• [EXCERPTED TEXT]
Khanna reached his peak in the late-1970s. In 1976, he reunited with Prakash Mehra for another masala film Hera Pheri co-starring Amitabh Bachchan, Saira Banu and Sulakshana Pandit. The film went on to become a blockbuster and earned him a nomination in the Filmfare Award for Best Supporting Actor category. He then delivered two more major successes with Chand's and Raj Khosla's actioners, Shankar Shambhu and Nehle Pe Dehla, respectively. 1977 proved to be the best year of his career with many successful films. His first release was the action crime film Khoon Pasina alongside Bachchan and Rekha, which proved to be a superhit. His second release was Manmohan Desai's multi-starrer masala film Amar Akbar Anthony. It opened to thunderous response from the audience, eventually doing more business than Khanna's last big hit Khoon Pasina and emerging a massive blockbuster as well as the highest grossing film of that year. Its soundtrack composed by Laxmikant–Pyarelal dominated the musical charts and was the seventh best-selling Hindi film album of the 1970s. He then appeared in Aap Ki Khatir, Shaque and Hatyara. While the first two were moderately successful, Hatyara was a superhit at the box office. For his portrayal of a man accused of multiple homicides in Shaque, Khanna received his first nomination in the Filmfare Award for Best Actor category. He once again reunited with Bachchan and Manmohan Desai for the crime drama film Parvarish. This one too like their previous ventures was a blockbuster and one of the highest earners of 1977. Before the end of year, he had another superhit with Raj N. Sippy's crime thriller Inkaar, which was a remake of Japanese film High and Low, followed by three more successful films, Maha Badmaash, Chor Sipahee and Adha Din Adhi Raat. Khanna's dream continued in 1978 with back-to-back mega blockbusters in Raj Khosla's women-oriented drama Main Tulsi Tere Aangan Ki and Prakash Mehra's magnum opus, the action crime drama Muqaddar Ka Sikandar. The music of Muqaddar Ka Sikandar was a chartbuster and the sixth best-selling Hindi film album of the 1970s. The huge box office success of these two films was followed by Khoon Ki Pukaar, Khoon Ka Badla Khoon and Sarkari Mehmaan, all three of which were semi-hits. He concluded the year with Sunil Dutt's actioner Daaku Aur Jawan co-starring Dutt, Reena Roy and Leena Chandavarkar. It did very well at the box office and proved to be a superhit.

• [THE PROBLEM] In the text on Khanna's late-1970s career, which film earned him his first Filmfare nomination for Best Actor?

• [DATA FOR REVIEW]
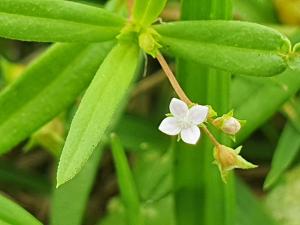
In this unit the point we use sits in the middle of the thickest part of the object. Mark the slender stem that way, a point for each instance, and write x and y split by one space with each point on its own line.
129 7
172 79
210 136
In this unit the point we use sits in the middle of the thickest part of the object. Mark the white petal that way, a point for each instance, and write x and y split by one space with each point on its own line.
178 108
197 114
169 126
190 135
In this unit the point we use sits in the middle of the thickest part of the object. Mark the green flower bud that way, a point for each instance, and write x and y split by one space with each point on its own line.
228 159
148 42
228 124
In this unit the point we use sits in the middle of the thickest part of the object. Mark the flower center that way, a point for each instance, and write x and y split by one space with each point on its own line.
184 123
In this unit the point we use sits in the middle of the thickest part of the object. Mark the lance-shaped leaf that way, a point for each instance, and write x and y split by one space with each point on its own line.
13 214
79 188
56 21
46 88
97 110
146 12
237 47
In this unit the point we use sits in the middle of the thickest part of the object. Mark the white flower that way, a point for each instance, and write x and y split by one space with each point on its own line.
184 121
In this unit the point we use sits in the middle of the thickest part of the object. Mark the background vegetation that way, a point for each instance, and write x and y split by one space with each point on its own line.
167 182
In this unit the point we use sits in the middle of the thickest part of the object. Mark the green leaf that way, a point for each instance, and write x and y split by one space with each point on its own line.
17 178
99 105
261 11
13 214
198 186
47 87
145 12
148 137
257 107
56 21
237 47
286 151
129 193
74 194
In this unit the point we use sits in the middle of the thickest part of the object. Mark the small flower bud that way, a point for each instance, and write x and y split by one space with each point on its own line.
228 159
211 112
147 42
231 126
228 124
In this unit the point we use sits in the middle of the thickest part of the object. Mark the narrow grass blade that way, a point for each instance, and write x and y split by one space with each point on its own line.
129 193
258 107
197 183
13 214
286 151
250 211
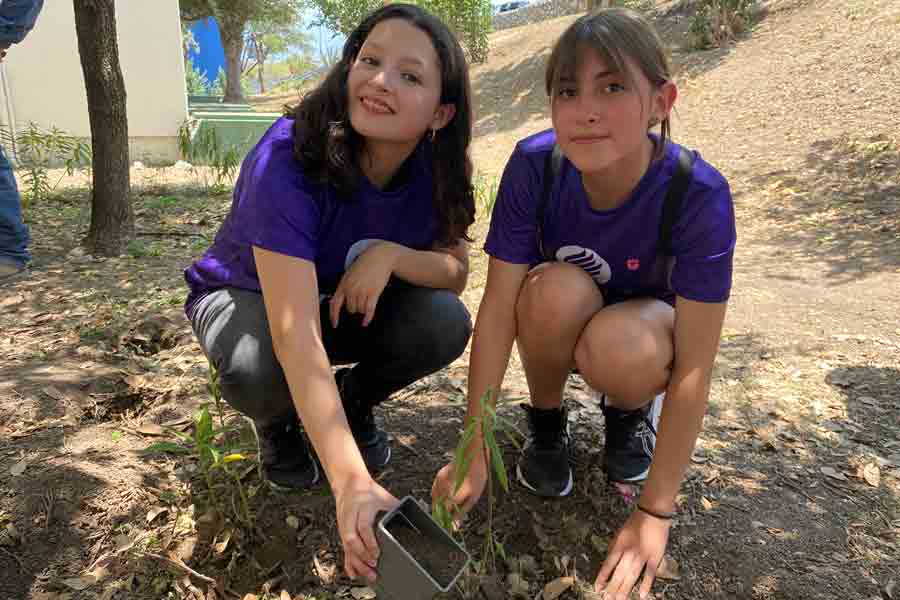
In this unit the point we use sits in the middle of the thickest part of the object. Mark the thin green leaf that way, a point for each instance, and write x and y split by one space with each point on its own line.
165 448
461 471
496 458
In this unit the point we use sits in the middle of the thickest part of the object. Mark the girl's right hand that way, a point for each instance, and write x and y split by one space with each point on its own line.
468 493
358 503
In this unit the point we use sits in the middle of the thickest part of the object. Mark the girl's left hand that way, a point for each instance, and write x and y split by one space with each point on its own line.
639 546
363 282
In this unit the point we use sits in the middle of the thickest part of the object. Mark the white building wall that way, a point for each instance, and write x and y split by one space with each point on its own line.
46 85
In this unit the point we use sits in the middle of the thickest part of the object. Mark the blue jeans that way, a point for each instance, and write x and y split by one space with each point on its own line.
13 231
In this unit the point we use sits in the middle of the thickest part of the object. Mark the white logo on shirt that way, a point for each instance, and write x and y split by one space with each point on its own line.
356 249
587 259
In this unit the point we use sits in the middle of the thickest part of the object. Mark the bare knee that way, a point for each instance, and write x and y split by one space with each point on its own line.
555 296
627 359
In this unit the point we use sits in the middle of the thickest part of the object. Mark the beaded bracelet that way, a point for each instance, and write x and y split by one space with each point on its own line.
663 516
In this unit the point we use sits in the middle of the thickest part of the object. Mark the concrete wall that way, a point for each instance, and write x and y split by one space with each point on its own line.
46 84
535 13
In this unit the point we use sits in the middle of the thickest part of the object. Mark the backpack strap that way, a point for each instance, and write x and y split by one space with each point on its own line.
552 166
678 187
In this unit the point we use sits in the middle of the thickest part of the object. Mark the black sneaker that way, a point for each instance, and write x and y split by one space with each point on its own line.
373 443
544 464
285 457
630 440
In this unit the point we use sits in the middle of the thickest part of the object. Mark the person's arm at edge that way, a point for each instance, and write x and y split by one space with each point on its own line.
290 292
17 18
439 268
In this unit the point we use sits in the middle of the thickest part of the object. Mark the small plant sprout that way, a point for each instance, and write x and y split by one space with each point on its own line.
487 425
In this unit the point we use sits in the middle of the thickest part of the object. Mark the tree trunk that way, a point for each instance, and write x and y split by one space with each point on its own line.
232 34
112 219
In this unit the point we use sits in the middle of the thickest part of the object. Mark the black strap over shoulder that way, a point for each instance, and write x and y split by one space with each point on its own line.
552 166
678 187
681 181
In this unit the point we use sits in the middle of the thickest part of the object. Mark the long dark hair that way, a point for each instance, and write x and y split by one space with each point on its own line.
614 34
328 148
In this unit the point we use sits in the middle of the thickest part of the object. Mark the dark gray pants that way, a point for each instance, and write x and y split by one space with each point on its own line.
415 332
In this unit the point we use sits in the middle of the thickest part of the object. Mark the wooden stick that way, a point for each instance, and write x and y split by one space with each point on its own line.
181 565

• [REPLY] Shaque